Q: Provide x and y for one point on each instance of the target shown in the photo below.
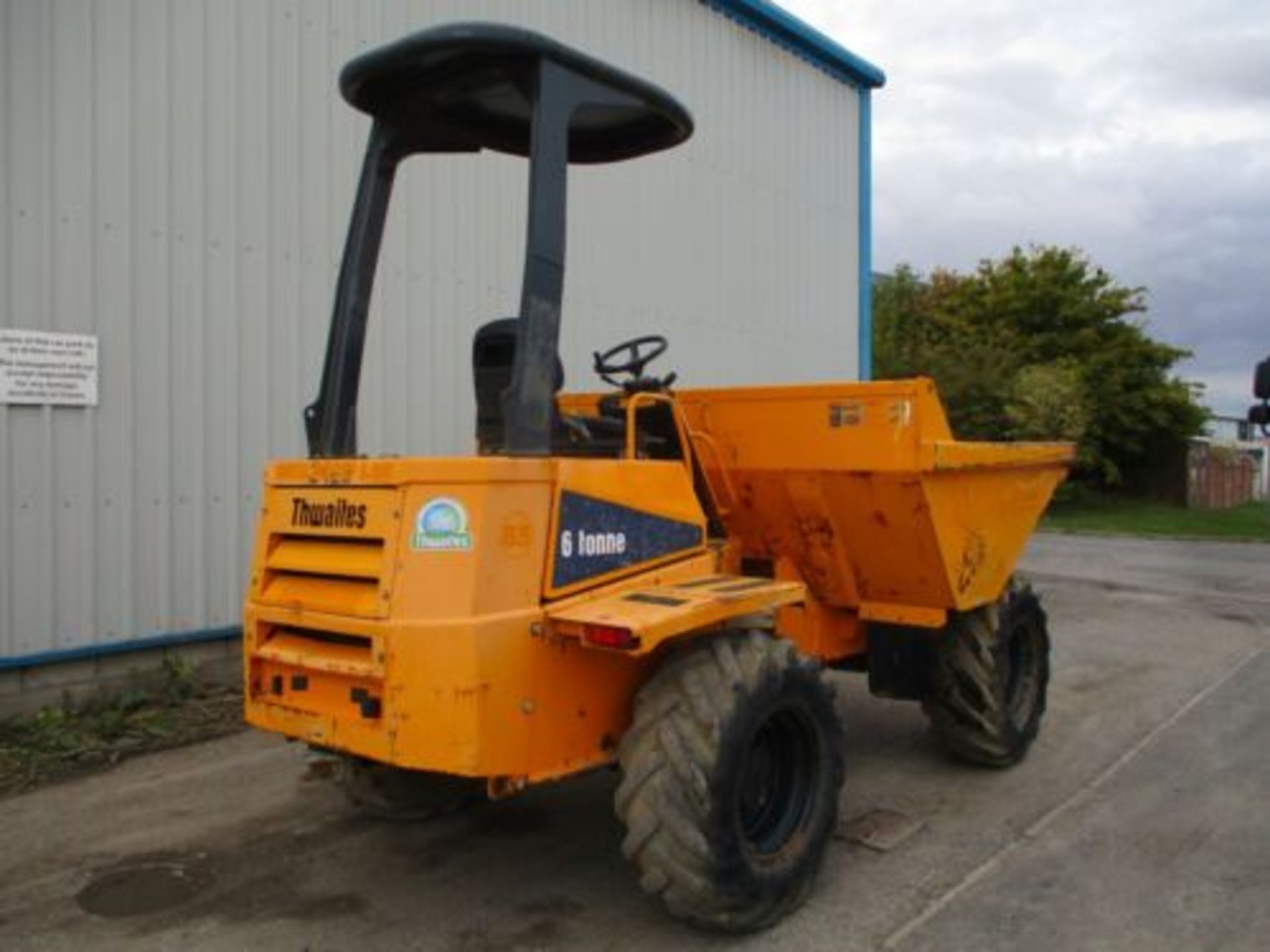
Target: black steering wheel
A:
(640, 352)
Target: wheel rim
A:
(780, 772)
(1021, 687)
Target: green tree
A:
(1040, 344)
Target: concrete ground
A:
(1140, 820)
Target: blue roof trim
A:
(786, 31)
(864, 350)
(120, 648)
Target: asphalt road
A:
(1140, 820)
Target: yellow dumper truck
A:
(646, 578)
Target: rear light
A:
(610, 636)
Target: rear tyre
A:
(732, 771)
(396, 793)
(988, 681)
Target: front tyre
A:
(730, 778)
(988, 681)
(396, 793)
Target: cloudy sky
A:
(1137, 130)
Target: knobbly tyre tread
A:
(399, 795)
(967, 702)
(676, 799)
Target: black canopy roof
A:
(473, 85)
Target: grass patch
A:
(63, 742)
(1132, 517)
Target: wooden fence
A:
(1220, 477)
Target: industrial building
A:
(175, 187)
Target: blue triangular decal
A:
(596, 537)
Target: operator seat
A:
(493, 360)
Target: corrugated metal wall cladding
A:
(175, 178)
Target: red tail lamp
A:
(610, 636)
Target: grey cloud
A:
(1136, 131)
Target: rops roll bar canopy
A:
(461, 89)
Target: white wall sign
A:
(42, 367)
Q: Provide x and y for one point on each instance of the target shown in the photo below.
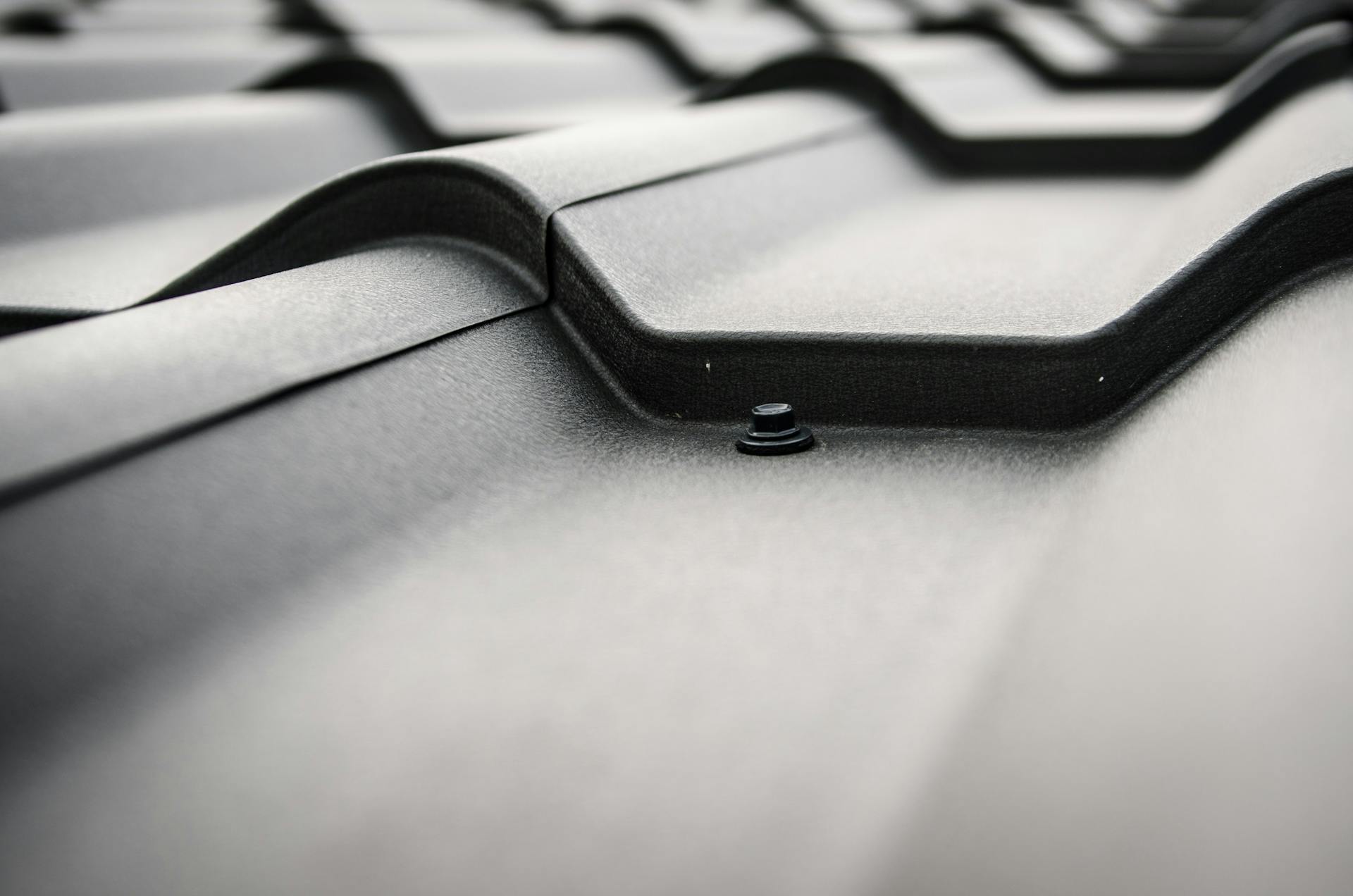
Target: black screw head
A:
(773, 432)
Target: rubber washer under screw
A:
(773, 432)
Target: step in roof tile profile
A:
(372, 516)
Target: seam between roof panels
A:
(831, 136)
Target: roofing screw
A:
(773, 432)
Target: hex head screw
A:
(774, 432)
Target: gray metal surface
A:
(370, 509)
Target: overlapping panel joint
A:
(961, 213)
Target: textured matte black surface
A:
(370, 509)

--

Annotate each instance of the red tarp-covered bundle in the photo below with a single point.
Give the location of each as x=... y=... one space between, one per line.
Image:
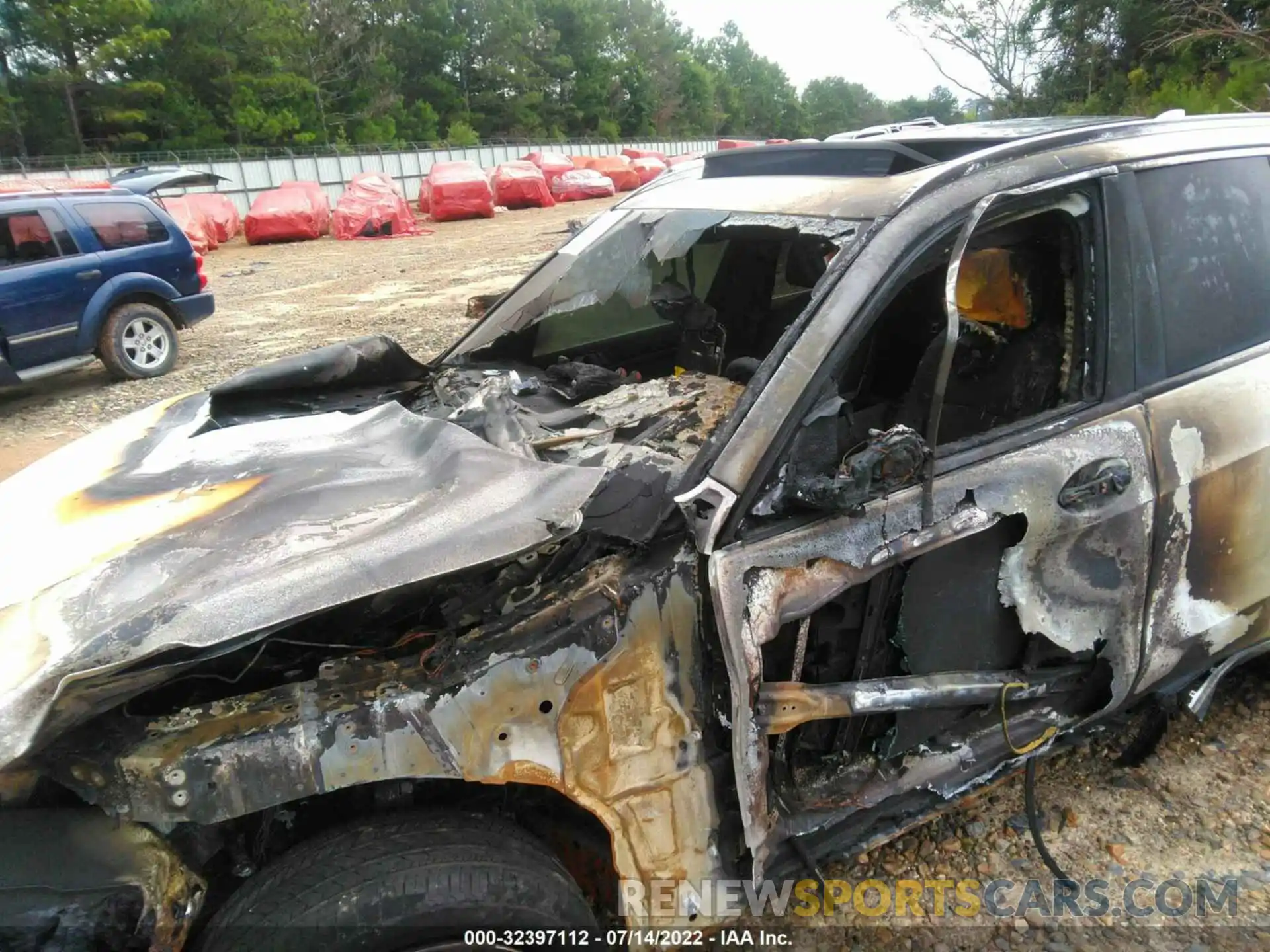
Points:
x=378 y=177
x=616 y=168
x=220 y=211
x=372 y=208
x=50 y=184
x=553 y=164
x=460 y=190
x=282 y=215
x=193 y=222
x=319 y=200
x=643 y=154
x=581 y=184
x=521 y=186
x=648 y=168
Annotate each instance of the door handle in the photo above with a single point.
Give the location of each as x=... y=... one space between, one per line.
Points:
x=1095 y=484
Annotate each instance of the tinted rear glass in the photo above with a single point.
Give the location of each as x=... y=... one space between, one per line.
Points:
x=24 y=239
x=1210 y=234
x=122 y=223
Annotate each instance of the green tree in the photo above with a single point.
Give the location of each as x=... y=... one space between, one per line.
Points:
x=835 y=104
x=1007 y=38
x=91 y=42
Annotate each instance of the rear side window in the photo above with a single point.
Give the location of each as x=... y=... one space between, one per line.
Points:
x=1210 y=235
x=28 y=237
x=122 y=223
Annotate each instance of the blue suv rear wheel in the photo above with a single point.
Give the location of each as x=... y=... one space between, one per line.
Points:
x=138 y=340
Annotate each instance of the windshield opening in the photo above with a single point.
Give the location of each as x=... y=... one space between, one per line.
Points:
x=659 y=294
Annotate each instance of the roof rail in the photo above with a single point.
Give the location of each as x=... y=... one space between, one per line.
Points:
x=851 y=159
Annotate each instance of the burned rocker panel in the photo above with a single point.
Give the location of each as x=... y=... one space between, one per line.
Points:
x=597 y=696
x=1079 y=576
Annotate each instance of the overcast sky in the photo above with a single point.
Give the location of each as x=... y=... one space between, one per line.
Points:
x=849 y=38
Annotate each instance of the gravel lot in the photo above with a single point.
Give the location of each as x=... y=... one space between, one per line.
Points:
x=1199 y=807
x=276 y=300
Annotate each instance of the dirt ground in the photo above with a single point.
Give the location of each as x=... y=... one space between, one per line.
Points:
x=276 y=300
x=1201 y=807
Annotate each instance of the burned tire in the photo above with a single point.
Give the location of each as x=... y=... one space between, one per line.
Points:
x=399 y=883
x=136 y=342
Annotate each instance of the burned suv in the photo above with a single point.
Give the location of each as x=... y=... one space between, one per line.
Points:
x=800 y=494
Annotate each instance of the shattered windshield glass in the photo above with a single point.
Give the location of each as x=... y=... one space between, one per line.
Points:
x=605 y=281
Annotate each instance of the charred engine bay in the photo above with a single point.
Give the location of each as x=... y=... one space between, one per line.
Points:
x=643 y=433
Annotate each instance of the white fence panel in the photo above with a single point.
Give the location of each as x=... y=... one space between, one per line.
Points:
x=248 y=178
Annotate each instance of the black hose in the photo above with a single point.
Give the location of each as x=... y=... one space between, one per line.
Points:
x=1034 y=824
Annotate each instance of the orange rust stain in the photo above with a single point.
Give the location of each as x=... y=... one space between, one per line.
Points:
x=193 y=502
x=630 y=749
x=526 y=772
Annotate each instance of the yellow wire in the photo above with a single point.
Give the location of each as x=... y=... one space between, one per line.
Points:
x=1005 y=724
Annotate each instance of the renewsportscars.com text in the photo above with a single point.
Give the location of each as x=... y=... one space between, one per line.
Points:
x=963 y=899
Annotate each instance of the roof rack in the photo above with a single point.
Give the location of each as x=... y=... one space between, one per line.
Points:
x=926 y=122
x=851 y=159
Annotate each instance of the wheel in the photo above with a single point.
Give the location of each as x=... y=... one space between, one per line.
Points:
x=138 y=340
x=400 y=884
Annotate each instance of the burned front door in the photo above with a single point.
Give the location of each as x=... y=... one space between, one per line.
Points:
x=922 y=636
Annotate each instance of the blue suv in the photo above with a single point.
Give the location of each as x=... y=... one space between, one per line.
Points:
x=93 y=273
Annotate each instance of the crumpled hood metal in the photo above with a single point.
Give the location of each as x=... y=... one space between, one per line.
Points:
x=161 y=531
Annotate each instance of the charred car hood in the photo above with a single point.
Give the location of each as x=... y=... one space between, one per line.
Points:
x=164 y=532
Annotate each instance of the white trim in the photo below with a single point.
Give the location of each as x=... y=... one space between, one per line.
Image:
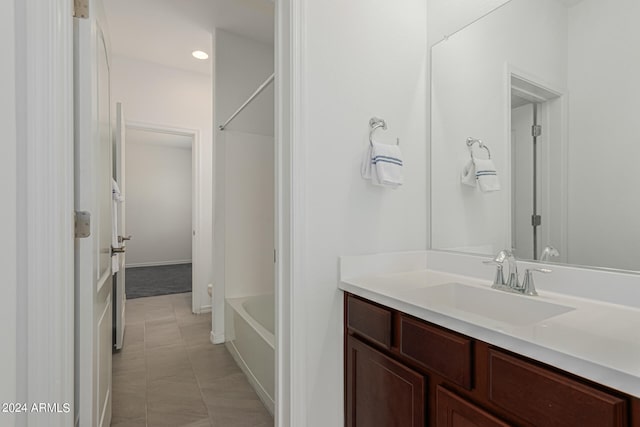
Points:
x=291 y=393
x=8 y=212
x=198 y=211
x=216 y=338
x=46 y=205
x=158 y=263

:: Directions for this task ::
Swap "charred engine bay" for "burned engine compartment" in the data, starting with the line with "Annotate each instance of the shattered" and going on through the line with "x=1034 y=824". Give those lines again with nothing else changed.

:: Answer ::
Annotate each instance of the shattered windshield glass in the photo above with a single point.
Give the location of each as x=... y=... one space between, one per line.
Points:
x=605 y=281
Annotate each instance of the burned engine compartment in the photo above with a single point.
Give the location of each as x=... y=... one space between, one per line.
Points:
x=643 y=433
Annotate each instance of the white fence panel in the photo above with a single point.
Give the location of each as x=... y=... one space between, one per line.
Points:
x=248 y=178
Annotate each instance of the black hose in the photo above with a single point.
Give the location of each as x=... y=... one space between, one per line.
Points:
x=1034 y=824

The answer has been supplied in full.